— START INFORMATION PROVIDED —

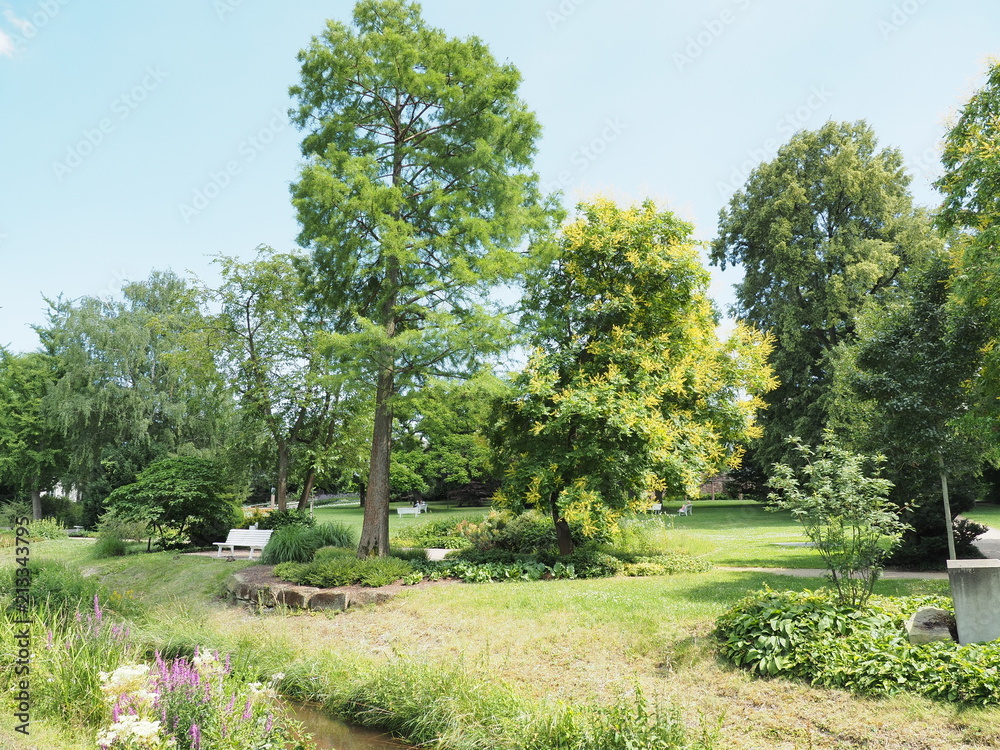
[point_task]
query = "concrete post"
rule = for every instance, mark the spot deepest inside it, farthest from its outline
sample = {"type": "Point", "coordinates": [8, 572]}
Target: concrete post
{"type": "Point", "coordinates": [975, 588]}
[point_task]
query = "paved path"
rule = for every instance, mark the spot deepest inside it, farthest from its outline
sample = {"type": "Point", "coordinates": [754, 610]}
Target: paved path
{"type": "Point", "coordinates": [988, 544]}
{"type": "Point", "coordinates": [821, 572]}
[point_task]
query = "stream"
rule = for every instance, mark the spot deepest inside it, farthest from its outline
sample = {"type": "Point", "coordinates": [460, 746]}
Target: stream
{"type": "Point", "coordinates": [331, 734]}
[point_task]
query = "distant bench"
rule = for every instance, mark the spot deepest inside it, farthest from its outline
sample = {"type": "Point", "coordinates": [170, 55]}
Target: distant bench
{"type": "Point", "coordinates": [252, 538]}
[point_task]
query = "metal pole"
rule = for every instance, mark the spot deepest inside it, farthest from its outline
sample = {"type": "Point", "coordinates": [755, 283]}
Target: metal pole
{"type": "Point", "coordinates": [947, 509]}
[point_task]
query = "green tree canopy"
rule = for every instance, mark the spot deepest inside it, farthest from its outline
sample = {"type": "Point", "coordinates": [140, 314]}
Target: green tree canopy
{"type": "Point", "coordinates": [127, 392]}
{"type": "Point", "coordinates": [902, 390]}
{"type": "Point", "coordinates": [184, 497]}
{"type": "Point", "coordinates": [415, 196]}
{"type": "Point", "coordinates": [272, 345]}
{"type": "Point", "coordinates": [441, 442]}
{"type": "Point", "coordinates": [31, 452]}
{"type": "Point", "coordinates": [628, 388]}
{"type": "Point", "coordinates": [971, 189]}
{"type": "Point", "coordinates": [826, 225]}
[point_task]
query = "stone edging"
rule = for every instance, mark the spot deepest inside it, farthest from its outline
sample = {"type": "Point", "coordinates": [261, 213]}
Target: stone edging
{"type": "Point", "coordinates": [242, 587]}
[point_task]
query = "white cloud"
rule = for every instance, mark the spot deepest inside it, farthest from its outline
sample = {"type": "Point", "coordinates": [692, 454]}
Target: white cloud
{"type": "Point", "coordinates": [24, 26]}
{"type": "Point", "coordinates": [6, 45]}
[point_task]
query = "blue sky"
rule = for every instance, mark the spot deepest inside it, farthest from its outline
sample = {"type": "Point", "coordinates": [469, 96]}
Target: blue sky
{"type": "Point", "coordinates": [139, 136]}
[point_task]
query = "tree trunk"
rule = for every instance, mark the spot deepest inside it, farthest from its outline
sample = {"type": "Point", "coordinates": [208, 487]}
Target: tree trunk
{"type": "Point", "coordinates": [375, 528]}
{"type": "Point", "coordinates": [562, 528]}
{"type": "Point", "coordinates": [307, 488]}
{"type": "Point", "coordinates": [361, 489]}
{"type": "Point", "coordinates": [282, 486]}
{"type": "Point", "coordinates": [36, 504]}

— END INFORMATION PROVIDED —

§ **TASK STATEMENT**
Leave the pictures out and print the records above exactly as they stand.

§ **OUTPUT FOR THIS TASK**
[point_task]
query = "concrete post"
rule = for every instance, mark the spot deepest inside it, farthest from its outline
sample = {"type": "Point", "coordinates": [8, 572]}
Target: concrete post
{"type": "Point", "coordinates": [975, 588]}
[point_task]
query = "paved path"
rule = for every instance, mark the spot deepest inside it, farthest from its outline
sample = {"type": "Point", "coordinates": [754, 610]}
Target: paved path
{"type": "Point", "coordinates": [988, 544]}
{"type": "Point", "coordinates": [821, 572]}
[point_task]
query = "stream"
rule = for every instance, mark the spot deepest inside it, farthest from its outline
sample = {"type": "Point", "coordinates": [460, 746]}
Target: stream
{"type": "Point", "coordinates": [331, 734]}
[point_task]
query = "distant bench"
rule = for every instance, mark the spot deepest inside it, farthest from its outline
sample = {"type": "Point", "coordinates": [170, 55]}
Target: distant bench
{"type": "Point", "coordinates": [252, 538]}
[point_task]
query = "metal pole"
rule = for every instance, mark the spot deepest inside it, farthest from its outline
sample = {"type": "Point", "coordinates": [755, 283]}
Target: metal pole
{"type": "Point", "coordinates": [947, 509]}
[point_task]
query = "green tree canopy"
rule = for every instance, mark the spot deepest inside it, farthest from its outline
sample = {"type": "Point", "coordinates": [140, 314]}
Target: green tree canopy
{"type": "Point", "coordinates": [127, 392]}
{"type": "Point", "coordinates": [902, 390]}
{"type": "Point", "coordinates": [184, 497]}
{"type": "Point", "coordinates": [415, 196]}
{"type": "Point", "coordinates": [272, 345]}
{"type": "Point", "coordinates": [441, 442]}
{"type": "Point", "coordinates": [31, 452]}
{"type": "Point", "coordinates": [628, 388]}
{"type": "Point", "coordinates": [971, 189]}
{"type": "Point", "coordinates": [826, 225]}
[point_task]
query = "stone edging"
rule = for every instance, mark the spot deepest inside it, farthest from its outline
sample = {"type": "Point", "coordinates": [261, 213]}
Target: stone edging
{"type": "Point", "coordinates": [242, 587]}
[point_task]
query = "white cloud"
rule = for every instance, mark the spot deepest inside it, farthest from its outline
sample = {"type": "Point", "coordinates": [692, 454]}
Target: white cloud
{"type": "Point", "coordinates": [24, 26]}
{"type": "Point", "coordinates": [6, 45]}
[point_task]
query = "blue sky"
rule = for every instance, mark the spot deepest inside it, farthest from its outline
sample = {"type": "Point", "coordinates": [469, 96]}
Target: blue sky
{"type": "Point", "coordinates": [139, 136]}
[point_task]
query = "tree trunk"
rule = for every instance, mark the spot deepest inside it, farthest from its outline
sample = {"type": "Point", "coordinates": [208, 487]}
Target: tree trunk
{"type": "Point", "coordinates": [375, 528]}
{"type": "Point", "coordinates": [562, 528]}
{"type": "Point", "coordinates": [307, 488]}
{"type": "Point", "coordinates": [361, 489]}
{"type": "Point", "coordinates": [282, 486]}
{"type": "Point", "coordinates": [36, 504]}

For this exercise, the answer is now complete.